→ **Exercise directions**: Having found the line that contains "distant tree and record the coordinates.", please retype only it and every line after it up to the end of the entries, exactly as written.

Referring expression data
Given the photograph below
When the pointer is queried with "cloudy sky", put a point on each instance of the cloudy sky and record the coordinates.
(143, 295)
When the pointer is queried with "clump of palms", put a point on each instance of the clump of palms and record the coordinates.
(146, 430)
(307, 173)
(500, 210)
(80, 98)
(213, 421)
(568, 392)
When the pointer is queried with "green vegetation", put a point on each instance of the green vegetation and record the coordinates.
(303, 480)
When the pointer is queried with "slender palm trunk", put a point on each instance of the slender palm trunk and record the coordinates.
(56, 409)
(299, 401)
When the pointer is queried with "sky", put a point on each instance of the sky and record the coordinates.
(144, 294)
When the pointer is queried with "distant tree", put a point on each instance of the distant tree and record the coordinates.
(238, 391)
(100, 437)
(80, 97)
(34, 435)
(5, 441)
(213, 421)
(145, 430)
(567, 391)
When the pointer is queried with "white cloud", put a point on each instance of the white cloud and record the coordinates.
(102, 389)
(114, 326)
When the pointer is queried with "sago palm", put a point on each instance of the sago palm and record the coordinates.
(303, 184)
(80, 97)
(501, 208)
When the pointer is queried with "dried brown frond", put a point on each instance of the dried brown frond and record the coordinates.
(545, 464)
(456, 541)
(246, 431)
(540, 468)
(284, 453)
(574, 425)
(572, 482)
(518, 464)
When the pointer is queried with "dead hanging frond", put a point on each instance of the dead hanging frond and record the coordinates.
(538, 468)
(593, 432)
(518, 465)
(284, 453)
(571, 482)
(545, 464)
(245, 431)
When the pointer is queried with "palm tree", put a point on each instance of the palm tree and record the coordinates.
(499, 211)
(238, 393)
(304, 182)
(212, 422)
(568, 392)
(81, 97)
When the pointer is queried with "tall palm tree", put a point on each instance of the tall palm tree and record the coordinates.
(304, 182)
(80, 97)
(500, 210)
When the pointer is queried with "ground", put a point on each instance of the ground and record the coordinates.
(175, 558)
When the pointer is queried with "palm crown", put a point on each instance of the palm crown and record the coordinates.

→ **Response below**:
When the pointer is queried with "distant tree", put a point on each instance of the distant tree and record the coordinates.
(238, 391)
(100, 437)
(80, 97)
(34, 435)
(5, 441)
(213, 421)
(145, 430)
(567, 391)
When the pointer is queried with "white cloud", put a point on each instance of the white cloud and record the coordinates.
(102, 389)
(114, 326)
When the pointer is queried with "sago palm", put a point on each instance of the sago palm and record the coordinates.
(303, 184)
(80, 97)
(501, 208)
When the pointer is queried with "dried brown frond", put a point on each instance of the dried brown frond and record the coordinates.
(545, 464)
(456, 541)
(246, 431)
(540, 468)
(284, 453)
(574, 425)
(572, 482)
(518, 464)
When the pointer is queried with "dead hanging frond", put a point on each instance of the dead hanging frond and record the coordinates.
(538, 468)
(593, 432)
(518, 465)
(284, 453)
(571, 482)
(545, 464)
(245, 431)
When the pointer is queried with "palm tree", put a point on each instance of the palm tree and record the coordinates.
(499, 211)
(238, 393)
(304, 182)
(212, 422)
(568, 392)
(81, 97)
When the pointer is queried with "tall palm tree", put a point on each instance of the tall palm tree and record the coordinates.
(304, 182)
(80, 97)
(500, 210)
When the pointer is queried with "ground", put a point on each instance of the ground and record the coordinates.
(175, 558)
When the pointer is queried with "palm crown", put a point on each instance of the palm crown and record the coordinates.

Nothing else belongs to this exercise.